- What is needed: Write the next part of the commentary on economic policy, electoral reform and labor markets, picking up after its final sentence.
## begin Document extract
For example, ruled as we are by a narrow (and outdated) economic ideology - in which markets have to be "free" - there is little awareness outside scholarly circles that the cutting-edge economic work that has garnered all the prizes of late operates in much more rugged terrain, such as experimental economics, market design, the outcomes of imperfect information...and other approaches that actually test theory against experience. Even economic history is making a comeback, after decades in which it was rarely taught to undergrads. So, my hint to all reformist governments - try sacking your Treasury & Reserve Bank staff in toto...and, hiring younger economists that have bothered to learn from the real world & those theories that take it into account.

After all, that'd simply be "market discipline" at work, now...wouldn't it?

Similarly, there is now a wealth of comparative work on different electoral systems available - which strongly suggests that multi-member electorates produce much better political/social outcomes...particularly reducing ethnic/religious tensions, and forestalling the domination of major parties by self-reinforcing cliques. Unfortunately, the powers-that-be like such domination - so most voters never get to hear about such simple reform measures that could easily improve their lot.

Another one: more egalitarian wealth disributions - nice in themselves - also have positive side-effects in a myriad of areas that are generally ignored. Instead, we're "informed" that "we" can't afford the tight labour markets which would, naturally, produce such outcomes - and the metastasis of bureaucracy makes most (rightly) distrustful of tax & redistribute schemes...leaving a double-bind in which the rich simply get richer, and dissipate their gains in financial speculations, which mainly serve to undermine the "real" economy...

So, next time some "economic" bigot tries to tell you about labour markets, gently - or otherwise - inform them that Adam Smith, no less, considered they were inherently biased against employees...and remind those on the left that "welfare" & "collective bargaining" are the major policy issues dividing the poor and middle-class (particularly small business), thus delivering the political process to those who would keep them divided. Regulating labour markets to ensure full employment - sans collective bargaining and such things as termination payments, but w/a genuinely decent minimum wage - would provide everyone w/real job security, the option of voting w/their feet...and leverage for better pay and conditions across the board.
## end Document extract
## begin Data records
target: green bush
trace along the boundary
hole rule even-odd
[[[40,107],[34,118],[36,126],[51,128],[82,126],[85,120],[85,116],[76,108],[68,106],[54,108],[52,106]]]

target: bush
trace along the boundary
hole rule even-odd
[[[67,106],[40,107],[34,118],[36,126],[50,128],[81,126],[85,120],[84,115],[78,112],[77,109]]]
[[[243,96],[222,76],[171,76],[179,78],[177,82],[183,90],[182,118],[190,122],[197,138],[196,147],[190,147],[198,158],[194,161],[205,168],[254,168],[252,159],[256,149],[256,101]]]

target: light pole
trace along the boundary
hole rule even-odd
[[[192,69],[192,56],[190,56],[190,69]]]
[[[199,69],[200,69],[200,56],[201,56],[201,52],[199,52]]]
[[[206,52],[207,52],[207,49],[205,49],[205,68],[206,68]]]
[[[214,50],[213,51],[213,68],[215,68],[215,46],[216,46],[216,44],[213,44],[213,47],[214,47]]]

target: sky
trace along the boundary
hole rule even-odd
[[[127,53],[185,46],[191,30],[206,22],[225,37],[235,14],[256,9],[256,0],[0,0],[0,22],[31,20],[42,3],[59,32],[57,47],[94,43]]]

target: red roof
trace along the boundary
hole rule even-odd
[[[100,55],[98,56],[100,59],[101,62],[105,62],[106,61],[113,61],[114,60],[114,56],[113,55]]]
## end Data records
## begin Data records
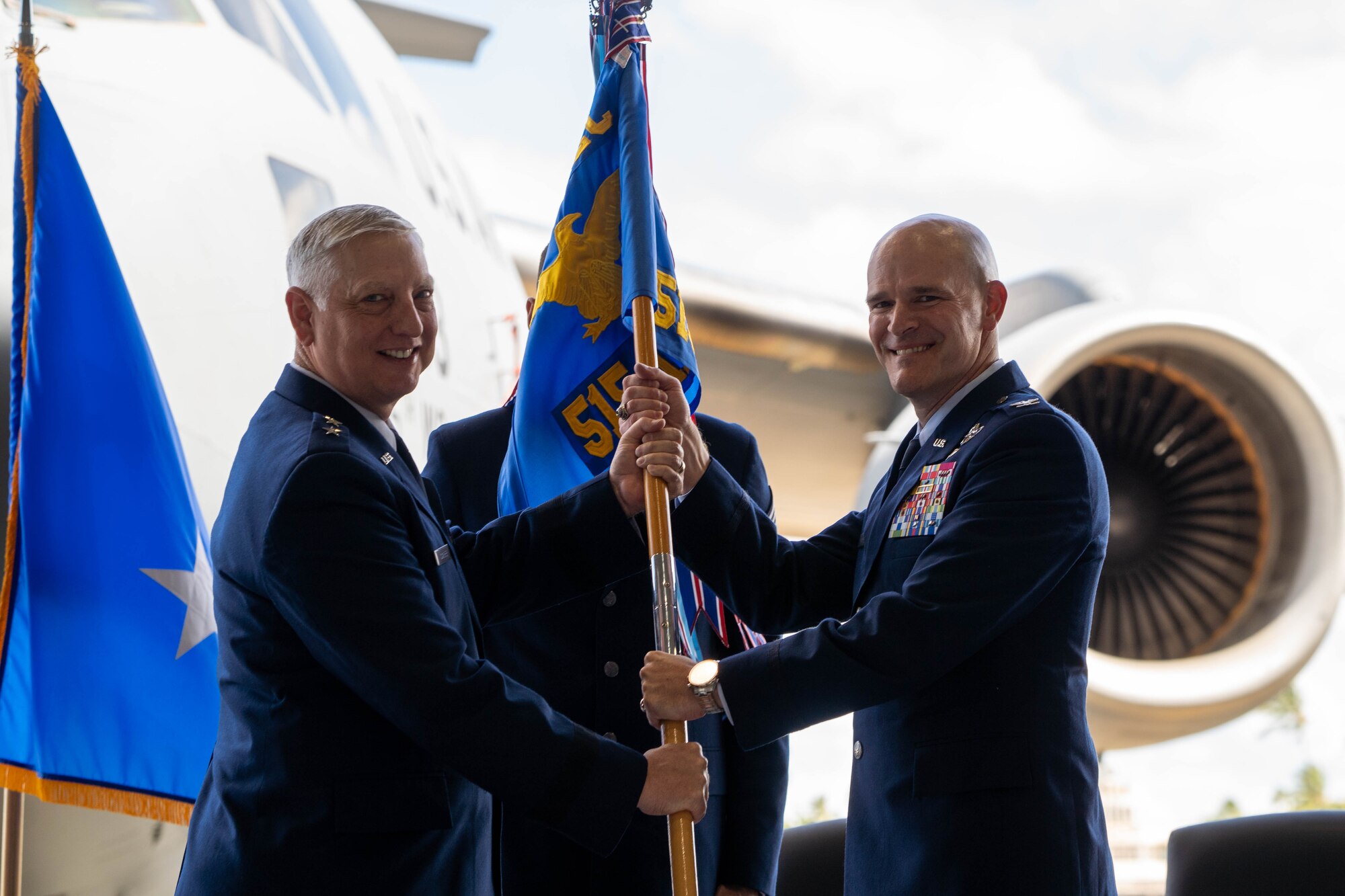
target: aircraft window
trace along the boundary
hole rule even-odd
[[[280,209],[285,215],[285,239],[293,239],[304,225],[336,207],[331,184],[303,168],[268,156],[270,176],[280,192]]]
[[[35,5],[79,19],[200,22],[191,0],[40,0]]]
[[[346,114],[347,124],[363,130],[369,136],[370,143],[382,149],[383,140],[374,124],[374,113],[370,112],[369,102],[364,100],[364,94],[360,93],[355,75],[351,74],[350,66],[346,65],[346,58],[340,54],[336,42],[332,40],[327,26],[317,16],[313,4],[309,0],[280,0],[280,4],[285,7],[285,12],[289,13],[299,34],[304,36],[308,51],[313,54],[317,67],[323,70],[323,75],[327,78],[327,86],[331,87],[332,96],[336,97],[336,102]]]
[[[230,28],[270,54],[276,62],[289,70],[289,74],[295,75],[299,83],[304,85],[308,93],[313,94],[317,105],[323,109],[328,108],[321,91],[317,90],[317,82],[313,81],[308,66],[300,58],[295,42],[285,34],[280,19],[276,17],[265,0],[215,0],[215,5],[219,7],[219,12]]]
## end Data records
## begin Data records
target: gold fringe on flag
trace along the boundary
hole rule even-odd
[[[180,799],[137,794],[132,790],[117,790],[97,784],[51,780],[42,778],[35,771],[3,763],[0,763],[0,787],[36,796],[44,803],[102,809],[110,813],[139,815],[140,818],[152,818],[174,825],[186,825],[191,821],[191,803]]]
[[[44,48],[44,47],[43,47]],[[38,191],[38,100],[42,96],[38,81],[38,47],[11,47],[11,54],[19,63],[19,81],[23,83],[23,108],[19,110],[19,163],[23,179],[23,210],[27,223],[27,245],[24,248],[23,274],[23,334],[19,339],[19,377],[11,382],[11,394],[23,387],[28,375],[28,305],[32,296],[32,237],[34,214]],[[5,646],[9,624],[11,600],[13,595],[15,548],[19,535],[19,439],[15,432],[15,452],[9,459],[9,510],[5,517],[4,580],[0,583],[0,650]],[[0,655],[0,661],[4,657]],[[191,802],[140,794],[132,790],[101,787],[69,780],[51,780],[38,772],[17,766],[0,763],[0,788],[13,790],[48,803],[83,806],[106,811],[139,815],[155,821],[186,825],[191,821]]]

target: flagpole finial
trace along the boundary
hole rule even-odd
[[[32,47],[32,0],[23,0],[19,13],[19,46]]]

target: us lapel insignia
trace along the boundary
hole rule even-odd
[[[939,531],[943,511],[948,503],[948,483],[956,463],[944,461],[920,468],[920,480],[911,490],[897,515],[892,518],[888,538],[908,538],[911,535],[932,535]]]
## end Data records
- Output below:
Reduced crime rates, better consumer confidence, a much smaller "welfare" budget/bureaucracy, less destabilizing business cycles - the positives multiply...and, are clearly attested-to in the historical record. We'll either learn do it sooner, or later - with much unnecessary fear, suffering and instability along the way...and, remember, a safety-net should be something to land on, not be trapped in...

We could also take a hint from the ancient Greeks - and try anti-bureaucratic approaches to regulating public affairs...instead of pontificating about them like neo-liberals do, whilst handing over effective control of things to private bureaucracies, in the shape of huge corporations. We could use the stockmarket to break those up - without stealing from anyone - into much less fearsome creatures that couldn't dominate their respective markets. Because, the word for what we've got now is "oligopoly" - and making excuses for same has intellectually crippled neo-classical economics almost as much as its disconnect from really-existing markets.

There are also the full possibilities of randomly-chosen deliberative assemblies to consider, as these could prove essential in correcting the biases generated by formally-representative systems. As well, we might also want to re-think federalism - based upon the fact that there is no real reason why the administration of different spheres of activity need to be based upon the same territorial divisions - except to centralize political power - which was what federalism was designed to undercut in the first place. Keeping bureaucracies small is the only way of controlling them, after all - so, maybe we ought to reconsider regional centralization as well?

There are a multitude of simple revenue-neutral (or revenue-positive) measures that governments can take to improve matters for all of us - the historical record is full of examples that can be fruitfully adapted to current conditions - but it would take willingness to bite the corporate hand that well as imagination, and some wide reading/careful thought about feasible mechanisms, and possible political alignments between those currently divided by bogus ideologies...

That's why we'll have to do it ourselves - as citizens - and hope to haul some of the media & politicians on-board, eventually, when they finally wake up. Because policy is far too important to leave to the professionals.

But, after all...isn't that merely what true democracy entails?